> [Direction A]
In the forum thread on the gradient of a matrix-vector norm, retype everything from "Intuition beyond differentiating" down to "calculating $\nabla_xf(x)$ result?".
> [Direction B]
In the forum thread on the gradient of a matrix-vector norm, the poster writes out a 2×2 matrix for the case where x is in R^2. List all four entries of that matrix.
> [Direction C]
Using the forum thread on the gradient of a matrix-vector norm, decide whether each statement agrees with the thread. Answer yes or no, and quote the thread's deciding words. (i) The poster's method of finding the gradient takes up to 15 minutes. (ii) The poster understands the answer given to a very similar question. (iii) The function f is defined for x in R^n.

> [Reading passage]
= = = =
Intuition beyond differentiating the Norm of a Matrix Vector Product

65 Views Asked by At

There is very similar question, the problem is that I do not understand the answer:)

Suppose you have a function $\,\,\,f(x) = \frac{1}{2}\left\lVert Ax-b \right\rVert_2^2$, where $x \in R^n$. Gradient of the function $\nabla_xf(x)=A^T(Ax - b)$.

Could you please explain what is the intuition beyond calculating $\nabla_xf(x)$ result?

As I know $\nabla_xf(x)=\begin{bmatrix} \frac{df}{dx_1} \\ \frac{df}{dx_2} \\ ... \\ \frac{df}{dx_n} \end{bmatrix}$

So everything I can do with my math background is to suppose $x \in R^2$ and pass all necessary coordinates to the function: $$ f(x) = \frac{1}{2} \left\lVert \begin{bmatrix}i_x & j_x \\ i_y & j_y\end{bmatrix} \begin{bmatrix}x_1 \\ x_2\end{bmatrix} - \begin{bmatrix}b_1 \\ b_2\end{bmatrix} \right\rVert_2^2 = \\[1ex] \frac{1}{2} \left\lVert \begin{bmatrix} i_xx_1 + j_xx_2 - b_1 \\ i_yx_1 + j_yx_2-b_2 \end{bmatrix} \right\rVert_2^2 = \\[1ex] \frac{1}{2} \bigl((i_xx_1 + j_xx_2 - b_1)^2 + (i_yx_1 + j_yx_2-b_2)^2\bigr) $$ Then I multiple all the stuff and calculate partial derivatives of the function. It's clear from my results that $\nabla_xf(x)=A^T(Ax - b)$ but my method takes up to 15 minutes. Is there any intuition to avoid calculating all the stuff?
= = = =
> [Supplied records]
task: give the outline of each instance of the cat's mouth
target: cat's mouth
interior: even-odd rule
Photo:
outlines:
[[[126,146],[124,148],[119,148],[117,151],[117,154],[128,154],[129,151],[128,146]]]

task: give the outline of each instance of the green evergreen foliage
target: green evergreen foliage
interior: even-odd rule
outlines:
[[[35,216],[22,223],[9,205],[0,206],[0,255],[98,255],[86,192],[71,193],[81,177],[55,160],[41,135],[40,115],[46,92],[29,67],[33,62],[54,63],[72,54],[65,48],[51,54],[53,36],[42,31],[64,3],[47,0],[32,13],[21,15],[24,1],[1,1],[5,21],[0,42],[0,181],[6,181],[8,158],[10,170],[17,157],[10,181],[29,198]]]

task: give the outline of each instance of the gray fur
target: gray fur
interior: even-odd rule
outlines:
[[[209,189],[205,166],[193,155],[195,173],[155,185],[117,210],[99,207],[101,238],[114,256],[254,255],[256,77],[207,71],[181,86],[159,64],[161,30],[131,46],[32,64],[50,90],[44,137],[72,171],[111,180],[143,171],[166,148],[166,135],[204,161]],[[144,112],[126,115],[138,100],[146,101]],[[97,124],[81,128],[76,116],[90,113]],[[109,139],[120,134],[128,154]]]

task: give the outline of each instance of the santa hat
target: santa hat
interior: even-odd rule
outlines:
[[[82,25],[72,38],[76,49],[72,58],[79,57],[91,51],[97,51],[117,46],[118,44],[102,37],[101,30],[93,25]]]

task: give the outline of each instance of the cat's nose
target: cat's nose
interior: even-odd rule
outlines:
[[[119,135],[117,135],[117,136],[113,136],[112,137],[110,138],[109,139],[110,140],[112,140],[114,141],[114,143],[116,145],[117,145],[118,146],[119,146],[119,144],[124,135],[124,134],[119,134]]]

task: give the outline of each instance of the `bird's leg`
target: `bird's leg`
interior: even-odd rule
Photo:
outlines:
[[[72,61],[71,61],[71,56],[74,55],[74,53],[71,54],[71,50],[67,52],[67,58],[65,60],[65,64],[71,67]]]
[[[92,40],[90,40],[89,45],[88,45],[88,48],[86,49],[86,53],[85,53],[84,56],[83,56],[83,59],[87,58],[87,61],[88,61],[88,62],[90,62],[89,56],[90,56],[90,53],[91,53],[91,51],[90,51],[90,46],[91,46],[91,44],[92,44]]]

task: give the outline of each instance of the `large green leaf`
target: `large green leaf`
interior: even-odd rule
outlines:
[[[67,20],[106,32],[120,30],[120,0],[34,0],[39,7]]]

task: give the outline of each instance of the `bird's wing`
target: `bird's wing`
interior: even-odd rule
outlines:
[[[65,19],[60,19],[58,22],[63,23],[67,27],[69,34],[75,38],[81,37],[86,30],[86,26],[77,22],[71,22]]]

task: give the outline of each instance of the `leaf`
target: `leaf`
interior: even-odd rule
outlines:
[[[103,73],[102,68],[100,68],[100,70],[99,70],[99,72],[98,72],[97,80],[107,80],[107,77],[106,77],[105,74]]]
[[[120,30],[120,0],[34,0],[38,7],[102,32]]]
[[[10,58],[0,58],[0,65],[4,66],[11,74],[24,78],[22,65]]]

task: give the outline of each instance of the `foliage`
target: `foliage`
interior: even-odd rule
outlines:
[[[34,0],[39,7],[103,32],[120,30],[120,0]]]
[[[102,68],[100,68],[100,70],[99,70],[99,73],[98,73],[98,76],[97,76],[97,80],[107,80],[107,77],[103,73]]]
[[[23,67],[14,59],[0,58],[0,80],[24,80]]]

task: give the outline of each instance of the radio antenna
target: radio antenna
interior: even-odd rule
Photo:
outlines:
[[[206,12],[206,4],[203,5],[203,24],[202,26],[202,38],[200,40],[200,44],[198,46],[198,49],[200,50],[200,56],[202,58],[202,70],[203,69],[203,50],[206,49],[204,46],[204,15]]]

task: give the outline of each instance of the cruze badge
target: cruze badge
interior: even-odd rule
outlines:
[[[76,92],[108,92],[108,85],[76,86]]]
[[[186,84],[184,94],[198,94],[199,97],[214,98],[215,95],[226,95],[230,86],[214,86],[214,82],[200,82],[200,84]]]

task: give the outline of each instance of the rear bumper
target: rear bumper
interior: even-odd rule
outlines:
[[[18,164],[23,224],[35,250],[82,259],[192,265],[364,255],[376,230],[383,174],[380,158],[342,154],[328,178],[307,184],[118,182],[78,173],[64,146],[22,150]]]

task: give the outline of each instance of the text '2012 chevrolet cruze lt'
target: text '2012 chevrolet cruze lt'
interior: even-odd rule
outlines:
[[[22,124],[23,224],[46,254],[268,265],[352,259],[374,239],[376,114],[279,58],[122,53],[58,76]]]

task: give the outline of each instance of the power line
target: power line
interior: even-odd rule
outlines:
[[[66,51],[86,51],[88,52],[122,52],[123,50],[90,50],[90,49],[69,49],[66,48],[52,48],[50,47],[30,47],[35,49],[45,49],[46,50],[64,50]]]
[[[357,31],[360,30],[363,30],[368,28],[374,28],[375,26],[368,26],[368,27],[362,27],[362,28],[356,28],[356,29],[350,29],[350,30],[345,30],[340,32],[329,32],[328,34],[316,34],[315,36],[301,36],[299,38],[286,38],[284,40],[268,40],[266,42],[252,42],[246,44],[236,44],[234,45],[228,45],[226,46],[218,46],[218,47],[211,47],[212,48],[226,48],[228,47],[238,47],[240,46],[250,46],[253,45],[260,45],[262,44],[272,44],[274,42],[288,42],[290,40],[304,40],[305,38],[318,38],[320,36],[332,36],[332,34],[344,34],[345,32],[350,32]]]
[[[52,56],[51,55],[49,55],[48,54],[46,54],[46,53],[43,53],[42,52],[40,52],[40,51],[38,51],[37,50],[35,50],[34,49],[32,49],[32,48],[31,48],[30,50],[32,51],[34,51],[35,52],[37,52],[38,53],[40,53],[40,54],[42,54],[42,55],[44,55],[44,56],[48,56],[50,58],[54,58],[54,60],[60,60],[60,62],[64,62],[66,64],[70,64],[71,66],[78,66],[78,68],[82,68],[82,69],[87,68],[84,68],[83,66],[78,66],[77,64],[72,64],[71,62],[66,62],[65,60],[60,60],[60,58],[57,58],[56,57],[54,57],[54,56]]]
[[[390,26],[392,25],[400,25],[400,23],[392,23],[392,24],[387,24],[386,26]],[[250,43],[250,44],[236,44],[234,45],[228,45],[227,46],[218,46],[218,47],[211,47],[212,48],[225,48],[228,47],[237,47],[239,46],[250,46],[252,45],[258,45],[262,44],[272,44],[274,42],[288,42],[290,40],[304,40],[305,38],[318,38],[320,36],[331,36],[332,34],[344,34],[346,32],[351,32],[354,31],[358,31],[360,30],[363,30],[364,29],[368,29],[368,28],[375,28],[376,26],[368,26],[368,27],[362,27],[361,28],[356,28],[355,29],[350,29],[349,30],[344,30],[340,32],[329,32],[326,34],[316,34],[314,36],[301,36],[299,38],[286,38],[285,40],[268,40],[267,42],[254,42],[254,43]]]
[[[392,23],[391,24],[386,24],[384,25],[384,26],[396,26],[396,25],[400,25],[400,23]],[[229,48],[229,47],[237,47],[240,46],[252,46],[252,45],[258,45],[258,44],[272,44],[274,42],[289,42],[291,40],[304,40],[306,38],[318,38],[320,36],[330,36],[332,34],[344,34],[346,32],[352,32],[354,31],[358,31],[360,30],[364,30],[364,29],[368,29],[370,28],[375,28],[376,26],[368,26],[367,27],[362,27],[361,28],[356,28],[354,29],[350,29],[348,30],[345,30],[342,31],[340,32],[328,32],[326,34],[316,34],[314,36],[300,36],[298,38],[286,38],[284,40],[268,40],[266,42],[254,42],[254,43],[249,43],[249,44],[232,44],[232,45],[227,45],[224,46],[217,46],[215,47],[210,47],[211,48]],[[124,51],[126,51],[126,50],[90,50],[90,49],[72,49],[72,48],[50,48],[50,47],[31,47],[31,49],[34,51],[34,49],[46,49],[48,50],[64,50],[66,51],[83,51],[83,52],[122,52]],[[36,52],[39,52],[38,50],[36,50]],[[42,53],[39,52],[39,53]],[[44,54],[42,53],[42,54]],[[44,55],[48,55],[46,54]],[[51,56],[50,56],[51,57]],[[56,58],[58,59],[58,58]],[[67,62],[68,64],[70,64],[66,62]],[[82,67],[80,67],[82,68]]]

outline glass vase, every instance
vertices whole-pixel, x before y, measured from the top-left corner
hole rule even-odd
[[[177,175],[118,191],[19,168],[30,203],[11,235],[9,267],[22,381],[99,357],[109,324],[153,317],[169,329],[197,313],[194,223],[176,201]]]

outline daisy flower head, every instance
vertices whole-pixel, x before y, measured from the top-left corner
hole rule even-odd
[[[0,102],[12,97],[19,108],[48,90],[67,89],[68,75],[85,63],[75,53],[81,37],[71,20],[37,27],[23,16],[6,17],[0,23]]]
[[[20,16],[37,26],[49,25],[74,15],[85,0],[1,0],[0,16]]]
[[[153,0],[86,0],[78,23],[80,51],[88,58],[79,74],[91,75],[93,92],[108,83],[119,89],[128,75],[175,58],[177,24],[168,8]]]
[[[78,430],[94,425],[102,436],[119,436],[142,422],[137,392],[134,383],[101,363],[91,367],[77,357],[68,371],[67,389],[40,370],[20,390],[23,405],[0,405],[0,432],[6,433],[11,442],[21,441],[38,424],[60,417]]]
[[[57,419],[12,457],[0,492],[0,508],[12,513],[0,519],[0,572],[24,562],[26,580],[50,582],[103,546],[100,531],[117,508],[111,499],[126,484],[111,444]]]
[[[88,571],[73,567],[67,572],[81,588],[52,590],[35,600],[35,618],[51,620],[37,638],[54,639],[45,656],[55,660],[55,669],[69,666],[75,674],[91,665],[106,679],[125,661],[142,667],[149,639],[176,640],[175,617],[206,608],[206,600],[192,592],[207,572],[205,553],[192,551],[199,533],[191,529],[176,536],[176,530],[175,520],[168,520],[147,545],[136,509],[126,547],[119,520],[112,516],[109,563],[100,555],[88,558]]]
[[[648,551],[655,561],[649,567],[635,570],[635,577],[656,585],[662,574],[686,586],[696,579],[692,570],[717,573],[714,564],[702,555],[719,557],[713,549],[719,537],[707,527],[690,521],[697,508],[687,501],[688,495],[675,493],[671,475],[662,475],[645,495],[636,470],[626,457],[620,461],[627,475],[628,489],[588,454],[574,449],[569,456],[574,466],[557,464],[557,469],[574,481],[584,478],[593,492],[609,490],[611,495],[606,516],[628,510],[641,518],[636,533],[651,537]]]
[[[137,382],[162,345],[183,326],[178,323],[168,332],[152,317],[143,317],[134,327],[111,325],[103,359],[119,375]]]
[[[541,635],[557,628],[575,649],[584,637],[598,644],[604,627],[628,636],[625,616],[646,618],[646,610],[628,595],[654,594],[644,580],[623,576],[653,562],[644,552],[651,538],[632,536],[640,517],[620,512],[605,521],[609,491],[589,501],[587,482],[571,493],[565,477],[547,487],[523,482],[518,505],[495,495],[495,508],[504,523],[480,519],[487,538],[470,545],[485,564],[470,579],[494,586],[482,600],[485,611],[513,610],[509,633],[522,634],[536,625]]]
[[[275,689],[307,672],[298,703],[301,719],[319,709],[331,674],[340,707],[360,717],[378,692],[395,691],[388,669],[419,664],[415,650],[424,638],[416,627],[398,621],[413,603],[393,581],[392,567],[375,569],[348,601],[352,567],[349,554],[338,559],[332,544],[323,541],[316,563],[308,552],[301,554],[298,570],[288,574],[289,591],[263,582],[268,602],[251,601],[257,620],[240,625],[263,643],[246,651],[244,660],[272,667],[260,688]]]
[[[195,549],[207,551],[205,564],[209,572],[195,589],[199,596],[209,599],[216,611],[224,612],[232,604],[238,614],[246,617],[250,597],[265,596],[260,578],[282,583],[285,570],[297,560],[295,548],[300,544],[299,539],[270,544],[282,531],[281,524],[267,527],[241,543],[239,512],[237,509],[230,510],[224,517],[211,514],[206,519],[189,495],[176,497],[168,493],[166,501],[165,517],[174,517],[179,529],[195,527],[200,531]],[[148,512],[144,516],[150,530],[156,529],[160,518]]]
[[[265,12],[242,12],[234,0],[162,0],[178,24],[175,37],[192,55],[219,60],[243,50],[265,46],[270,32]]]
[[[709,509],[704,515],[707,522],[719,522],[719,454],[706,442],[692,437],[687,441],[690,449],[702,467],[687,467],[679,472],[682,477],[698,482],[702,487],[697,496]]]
= = = =
> [Right answer A]
Intuition beyond differentiating the Norm of a Matrix Vector Product

65 Views Asked by At

There is very similar question, the problem is that I do not understand the answer:)

Suppose you have a function $\,\,\,f(x) = \frac{1}{2}\left\lVert Ax-b \right\rVert_2^2$, where $x \in R^n$. Gradient of the function $\nabla_xf(x)=A^T(Ax - b)$.

Could you please explain what is the intuition beyond calculating $\nabla_xf(x)$ result?

> [Right answer B]
i_x, j_x, i_y, j_y

> [Right answer C]
(i) Yes: "my method takes up to 15 minutes"
(ii) No: "the problem is that I do not understand the answer"
(iii) Yes: "where $x \in R^n$"